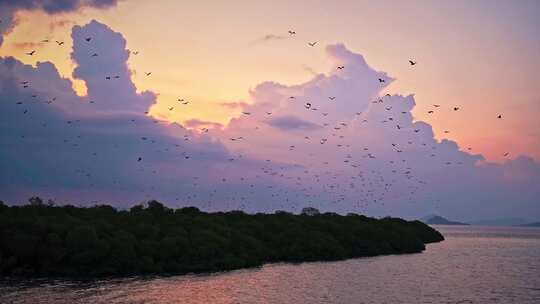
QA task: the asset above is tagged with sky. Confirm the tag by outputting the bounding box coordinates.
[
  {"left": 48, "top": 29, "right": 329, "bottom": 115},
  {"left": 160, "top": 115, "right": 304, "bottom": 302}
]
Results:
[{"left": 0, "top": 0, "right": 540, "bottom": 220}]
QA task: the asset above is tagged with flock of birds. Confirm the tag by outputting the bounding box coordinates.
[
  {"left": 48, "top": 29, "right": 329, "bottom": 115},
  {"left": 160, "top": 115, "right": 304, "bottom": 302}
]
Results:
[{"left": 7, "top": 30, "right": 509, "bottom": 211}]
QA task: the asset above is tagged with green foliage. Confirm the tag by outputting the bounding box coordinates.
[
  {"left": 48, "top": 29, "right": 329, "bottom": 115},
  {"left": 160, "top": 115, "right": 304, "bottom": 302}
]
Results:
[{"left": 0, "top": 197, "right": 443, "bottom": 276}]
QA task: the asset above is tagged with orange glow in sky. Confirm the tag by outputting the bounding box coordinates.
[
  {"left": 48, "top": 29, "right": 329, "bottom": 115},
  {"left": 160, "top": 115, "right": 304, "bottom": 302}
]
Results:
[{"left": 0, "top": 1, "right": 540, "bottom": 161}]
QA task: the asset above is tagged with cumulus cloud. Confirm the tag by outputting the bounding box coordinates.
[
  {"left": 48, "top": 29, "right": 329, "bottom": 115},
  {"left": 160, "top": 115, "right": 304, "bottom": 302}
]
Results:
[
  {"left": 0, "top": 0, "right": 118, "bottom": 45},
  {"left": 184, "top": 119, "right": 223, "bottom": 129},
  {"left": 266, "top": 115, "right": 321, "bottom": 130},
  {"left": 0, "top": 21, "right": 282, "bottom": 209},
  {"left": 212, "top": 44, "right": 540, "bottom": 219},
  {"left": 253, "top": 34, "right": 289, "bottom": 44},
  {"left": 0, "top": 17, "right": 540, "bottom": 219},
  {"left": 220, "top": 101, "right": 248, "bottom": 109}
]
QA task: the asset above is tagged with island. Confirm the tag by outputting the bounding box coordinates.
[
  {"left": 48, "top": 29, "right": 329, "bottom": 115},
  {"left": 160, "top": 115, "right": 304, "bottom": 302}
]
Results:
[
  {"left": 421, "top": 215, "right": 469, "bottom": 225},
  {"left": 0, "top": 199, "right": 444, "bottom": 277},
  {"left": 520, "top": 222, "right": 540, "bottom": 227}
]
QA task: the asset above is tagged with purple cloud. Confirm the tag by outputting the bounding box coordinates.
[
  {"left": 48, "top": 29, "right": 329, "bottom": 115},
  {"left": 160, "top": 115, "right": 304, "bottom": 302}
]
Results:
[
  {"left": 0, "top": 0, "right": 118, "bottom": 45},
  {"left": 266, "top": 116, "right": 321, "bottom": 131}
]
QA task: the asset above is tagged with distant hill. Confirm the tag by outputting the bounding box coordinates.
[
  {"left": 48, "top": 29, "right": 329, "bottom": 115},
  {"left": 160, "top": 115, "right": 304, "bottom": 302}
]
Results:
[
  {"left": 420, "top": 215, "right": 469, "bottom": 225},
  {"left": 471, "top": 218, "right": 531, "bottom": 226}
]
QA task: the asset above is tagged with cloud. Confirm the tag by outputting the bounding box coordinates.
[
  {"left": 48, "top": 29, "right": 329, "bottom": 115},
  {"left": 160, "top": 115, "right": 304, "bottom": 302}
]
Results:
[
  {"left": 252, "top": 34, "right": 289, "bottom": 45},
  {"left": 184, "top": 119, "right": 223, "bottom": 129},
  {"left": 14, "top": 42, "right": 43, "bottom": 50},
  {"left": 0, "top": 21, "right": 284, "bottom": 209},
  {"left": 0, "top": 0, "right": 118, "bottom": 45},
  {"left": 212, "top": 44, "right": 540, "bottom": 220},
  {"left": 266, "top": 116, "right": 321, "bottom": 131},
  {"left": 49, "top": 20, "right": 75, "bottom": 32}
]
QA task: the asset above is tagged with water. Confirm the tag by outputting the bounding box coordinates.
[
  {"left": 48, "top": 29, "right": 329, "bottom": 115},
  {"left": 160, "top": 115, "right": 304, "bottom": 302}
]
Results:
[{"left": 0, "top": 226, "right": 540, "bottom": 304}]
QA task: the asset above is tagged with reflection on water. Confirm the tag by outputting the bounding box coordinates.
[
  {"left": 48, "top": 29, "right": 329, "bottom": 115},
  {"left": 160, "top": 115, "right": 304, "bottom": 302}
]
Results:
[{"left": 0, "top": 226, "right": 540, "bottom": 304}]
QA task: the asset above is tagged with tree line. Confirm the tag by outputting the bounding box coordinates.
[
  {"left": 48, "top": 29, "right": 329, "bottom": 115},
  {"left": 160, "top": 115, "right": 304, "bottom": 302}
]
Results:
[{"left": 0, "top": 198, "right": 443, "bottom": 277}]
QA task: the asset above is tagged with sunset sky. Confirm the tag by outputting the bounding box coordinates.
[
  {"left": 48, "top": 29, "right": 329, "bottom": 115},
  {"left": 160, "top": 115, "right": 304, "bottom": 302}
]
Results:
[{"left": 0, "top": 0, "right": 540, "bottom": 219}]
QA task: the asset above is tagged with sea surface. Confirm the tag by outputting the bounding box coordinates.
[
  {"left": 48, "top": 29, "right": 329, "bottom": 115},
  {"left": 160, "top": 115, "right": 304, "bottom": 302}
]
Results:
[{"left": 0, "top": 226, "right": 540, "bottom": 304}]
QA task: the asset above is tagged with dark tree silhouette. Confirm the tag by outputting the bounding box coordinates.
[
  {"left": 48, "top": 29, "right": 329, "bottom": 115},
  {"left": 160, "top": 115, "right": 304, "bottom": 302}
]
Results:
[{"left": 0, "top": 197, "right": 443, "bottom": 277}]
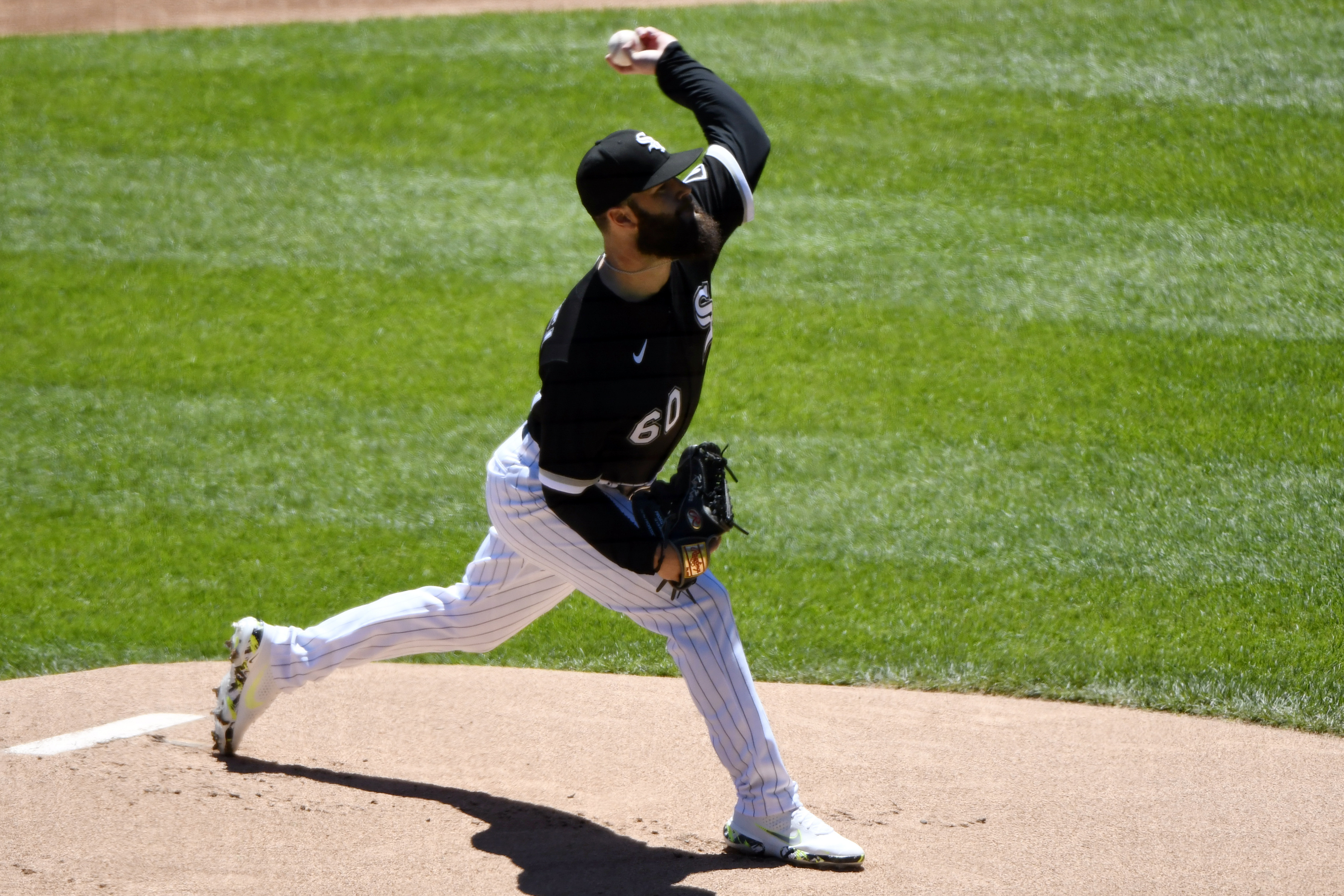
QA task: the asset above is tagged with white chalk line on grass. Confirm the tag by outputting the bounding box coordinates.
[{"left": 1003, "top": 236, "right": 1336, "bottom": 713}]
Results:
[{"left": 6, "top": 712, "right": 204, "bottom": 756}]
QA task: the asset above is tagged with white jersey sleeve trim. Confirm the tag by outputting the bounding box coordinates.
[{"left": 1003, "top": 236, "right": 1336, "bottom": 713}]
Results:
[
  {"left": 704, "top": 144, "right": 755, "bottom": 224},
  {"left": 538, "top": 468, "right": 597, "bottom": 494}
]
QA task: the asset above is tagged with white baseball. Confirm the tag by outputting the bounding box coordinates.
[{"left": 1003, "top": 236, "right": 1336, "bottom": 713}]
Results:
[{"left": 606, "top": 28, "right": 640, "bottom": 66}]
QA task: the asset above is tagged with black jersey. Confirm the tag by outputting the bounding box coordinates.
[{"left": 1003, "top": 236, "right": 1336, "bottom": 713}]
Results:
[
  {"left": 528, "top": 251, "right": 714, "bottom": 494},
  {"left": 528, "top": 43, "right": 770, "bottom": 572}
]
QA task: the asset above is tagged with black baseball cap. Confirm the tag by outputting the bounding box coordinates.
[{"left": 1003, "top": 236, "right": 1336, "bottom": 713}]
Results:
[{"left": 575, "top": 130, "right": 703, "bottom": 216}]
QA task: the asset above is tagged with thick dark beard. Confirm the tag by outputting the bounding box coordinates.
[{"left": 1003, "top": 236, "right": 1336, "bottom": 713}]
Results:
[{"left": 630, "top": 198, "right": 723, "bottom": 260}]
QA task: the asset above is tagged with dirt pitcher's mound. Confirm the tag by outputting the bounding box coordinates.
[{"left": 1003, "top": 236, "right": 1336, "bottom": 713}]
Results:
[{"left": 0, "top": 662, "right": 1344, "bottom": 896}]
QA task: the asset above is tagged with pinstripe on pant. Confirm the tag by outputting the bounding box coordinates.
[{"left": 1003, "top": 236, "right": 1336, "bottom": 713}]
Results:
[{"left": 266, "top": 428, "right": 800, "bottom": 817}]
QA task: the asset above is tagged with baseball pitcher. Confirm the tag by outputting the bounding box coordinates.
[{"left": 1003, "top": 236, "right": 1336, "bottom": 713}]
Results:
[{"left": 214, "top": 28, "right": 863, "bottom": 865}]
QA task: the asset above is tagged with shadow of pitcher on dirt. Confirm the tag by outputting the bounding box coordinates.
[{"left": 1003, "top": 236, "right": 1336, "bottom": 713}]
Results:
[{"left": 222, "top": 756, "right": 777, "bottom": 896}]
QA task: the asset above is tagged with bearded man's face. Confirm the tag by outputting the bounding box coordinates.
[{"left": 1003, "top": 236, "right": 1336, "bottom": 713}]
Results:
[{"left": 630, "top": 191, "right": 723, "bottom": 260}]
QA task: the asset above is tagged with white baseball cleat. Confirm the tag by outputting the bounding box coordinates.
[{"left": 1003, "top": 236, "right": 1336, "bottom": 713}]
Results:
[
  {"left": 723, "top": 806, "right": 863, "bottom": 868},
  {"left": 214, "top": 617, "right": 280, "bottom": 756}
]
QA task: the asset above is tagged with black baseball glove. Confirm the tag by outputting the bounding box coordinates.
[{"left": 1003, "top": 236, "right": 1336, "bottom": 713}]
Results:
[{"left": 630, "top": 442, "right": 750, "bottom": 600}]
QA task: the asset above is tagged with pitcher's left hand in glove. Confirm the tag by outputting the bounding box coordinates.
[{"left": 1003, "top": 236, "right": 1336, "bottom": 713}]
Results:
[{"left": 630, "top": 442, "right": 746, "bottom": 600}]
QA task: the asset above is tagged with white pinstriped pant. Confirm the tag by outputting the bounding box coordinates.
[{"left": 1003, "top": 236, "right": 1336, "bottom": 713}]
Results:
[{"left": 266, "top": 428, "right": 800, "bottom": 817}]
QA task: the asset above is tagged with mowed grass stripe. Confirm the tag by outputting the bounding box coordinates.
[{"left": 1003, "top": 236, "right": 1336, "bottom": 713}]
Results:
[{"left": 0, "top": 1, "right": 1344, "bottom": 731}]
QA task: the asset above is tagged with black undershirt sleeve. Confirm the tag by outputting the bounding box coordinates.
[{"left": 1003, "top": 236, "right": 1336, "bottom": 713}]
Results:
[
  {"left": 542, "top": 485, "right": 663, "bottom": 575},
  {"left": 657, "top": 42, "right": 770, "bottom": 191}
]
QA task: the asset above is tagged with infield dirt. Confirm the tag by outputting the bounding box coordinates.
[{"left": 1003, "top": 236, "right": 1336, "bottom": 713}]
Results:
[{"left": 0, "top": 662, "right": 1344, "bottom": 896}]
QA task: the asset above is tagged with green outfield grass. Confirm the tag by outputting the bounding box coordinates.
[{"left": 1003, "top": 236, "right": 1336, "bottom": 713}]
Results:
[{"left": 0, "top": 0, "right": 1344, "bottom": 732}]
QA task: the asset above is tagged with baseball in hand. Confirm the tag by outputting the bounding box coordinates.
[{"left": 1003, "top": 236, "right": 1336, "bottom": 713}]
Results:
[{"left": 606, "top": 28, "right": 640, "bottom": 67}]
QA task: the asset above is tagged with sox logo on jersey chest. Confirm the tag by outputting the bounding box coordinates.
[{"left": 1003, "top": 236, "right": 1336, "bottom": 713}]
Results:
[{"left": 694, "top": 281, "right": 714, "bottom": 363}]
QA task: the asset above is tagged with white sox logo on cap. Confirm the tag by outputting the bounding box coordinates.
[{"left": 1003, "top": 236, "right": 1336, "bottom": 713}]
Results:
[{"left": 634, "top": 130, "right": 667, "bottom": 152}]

* [WHAT NEEDS TO BE DONE]: Report every line in the records that contains the word "logo", copying each such line in full.

* [TASK SOLUTION]:
QA task: the asset above is tagged with sox logo on jersey chest. Confirm the tag by outputting the bounding box coordinates.
QA task: the asset above is tagged with white sox logo on cap. Confirm the tag by outputting the bounding box coordinates.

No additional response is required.